EXTRACTED RECORDS below:
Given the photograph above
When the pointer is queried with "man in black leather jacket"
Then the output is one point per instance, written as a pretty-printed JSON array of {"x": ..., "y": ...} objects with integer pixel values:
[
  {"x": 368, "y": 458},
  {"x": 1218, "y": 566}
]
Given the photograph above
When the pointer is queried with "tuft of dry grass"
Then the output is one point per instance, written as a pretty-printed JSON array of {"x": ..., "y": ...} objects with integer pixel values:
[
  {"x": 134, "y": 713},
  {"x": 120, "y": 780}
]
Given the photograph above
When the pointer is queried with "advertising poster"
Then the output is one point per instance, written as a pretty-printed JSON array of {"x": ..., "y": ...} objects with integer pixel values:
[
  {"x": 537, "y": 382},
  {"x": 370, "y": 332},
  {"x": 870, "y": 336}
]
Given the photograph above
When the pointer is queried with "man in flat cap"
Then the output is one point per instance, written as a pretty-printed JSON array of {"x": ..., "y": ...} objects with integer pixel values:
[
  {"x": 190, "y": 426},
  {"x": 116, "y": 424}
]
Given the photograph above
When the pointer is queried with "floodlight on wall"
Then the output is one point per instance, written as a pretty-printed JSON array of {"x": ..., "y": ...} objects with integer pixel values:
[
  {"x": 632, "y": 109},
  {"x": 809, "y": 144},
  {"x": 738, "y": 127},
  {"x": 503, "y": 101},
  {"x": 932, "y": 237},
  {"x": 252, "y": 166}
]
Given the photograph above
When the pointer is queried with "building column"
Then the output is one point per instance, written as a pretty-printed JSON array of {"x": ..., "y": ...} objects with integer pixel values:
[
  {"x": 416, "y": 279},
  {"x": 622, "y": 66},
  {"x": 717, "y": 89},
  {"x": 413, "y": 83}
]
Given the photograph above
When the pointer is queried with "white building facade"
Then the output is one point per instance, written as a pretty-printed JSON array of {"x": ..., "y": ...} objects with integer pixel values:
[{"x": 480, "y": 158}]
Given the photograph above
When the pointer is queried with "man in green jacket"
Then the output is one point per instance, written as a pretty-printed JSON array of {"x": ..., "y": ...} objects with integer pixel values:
End of EXTRACTED RECORDS.
HOW TO COMPLETE THIS TASK:
Set the entries down again precisely as they were given.

SOLUTION TO THIS TASK:
Given the photograph above
When the pointer is queried with "man in black leather jacket"
Then the output is one point per instance, written as a pretty-printed JSON array of {"x": ..., "y": ...} objects with integer pixel values:
[
  {"x": 368, "y": 458},
  {"x": 1218, "y": 566}
]
Given the photograph above
When the pointer is queried with "tuft of dry grass"
Then the output is one point per instance, written as a pretty-printed JSON array of {"x": ..., "y": ...} objects with integer pixel values:
[
  {"x": 134, "y": 713},
  {"x": 120, "y": 780}
]
Given the photograph above
When the pointer is queried with "advertising poster"
Then the output is one point per instance, written as a pretty-printed JSON array of {"x": ..., "y": ...} objects with integer pixel values:
[
  {"x": 537, "y": 382},
  {"x": 370, "y": 332},
  {"x": 870, "y": 336}
]
Given the photograph above
When the pointer is queried with "man in flat cap"
Then the output is one point per instance, written as a pretty-printed JSON array of {"x": ..., "y": ...} objects with integer pixel values:
[
  {"x": 190, "y": 426},
  {"x": 116, "y": 424}
]
Given the photograph above
When the pointer is queried with "floodlight on wall"
Then the output is one point per instance, written as a pretty-printed JSON array of {"x": ..., "y": ...} objects with integer pixel values:
[
  {"x": 632, "y": 109},
  {"x": 809, "y": 144},
  {"x": 738, "y": 127},
  {"x": 503, "y": 101},
  {"x": 932, "y": 237},
  {"x": 252, "y": 166}
]
Given the photograph above
When the pointer is queried with "building column"
Then the output is one point per instance, written as a pretty-printed JSON array of {"x": ..., "y": ...} objects with integer pixel values:
[
  {"x": 416, "y": 279},
  {"x": 622, "y": 66},
  {"x": 717, "y": 89},
  {"x": 413, "y": 83}
]
Given the photograph above
When the pointer is queried with "white building facade"
Then the output is one point per instance, written as a pretty-printed JSON array of {"x": ..., "y": ...} objects with integer pixel values:
[{"x": 480, "y": 158}]
Given the photograph above
When the pointer is queried with "man in green jacket"
Then the output is one point per instance, written as a pretty-printed JSON array of {"x": ..., "y": ...} objects with integer pixel values:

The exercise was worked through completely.